» DESCRIPTION OF THE TASK:
Each image should be skipped while the records are restated word for word.

----- THE INPUT -----

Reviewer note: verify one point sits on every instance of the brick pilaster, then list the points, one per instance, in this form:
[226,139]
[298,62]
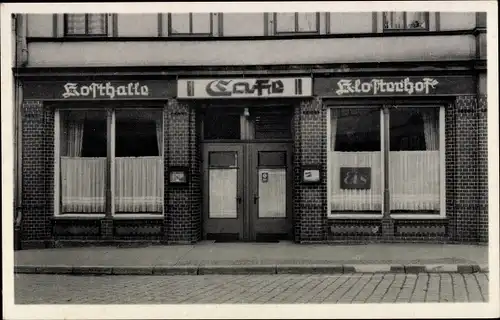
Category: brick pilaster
[183,204]
[38,172]
[310,201]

-----

» YOUR SOLUTION:
Reviewer note: verify one point sits on every instance of the brick pilaster, then list the points, one per instance, in this form:
[226,139]
[298,62]
Category: brick pilaster
[183,204]
[38,172]
[310,201]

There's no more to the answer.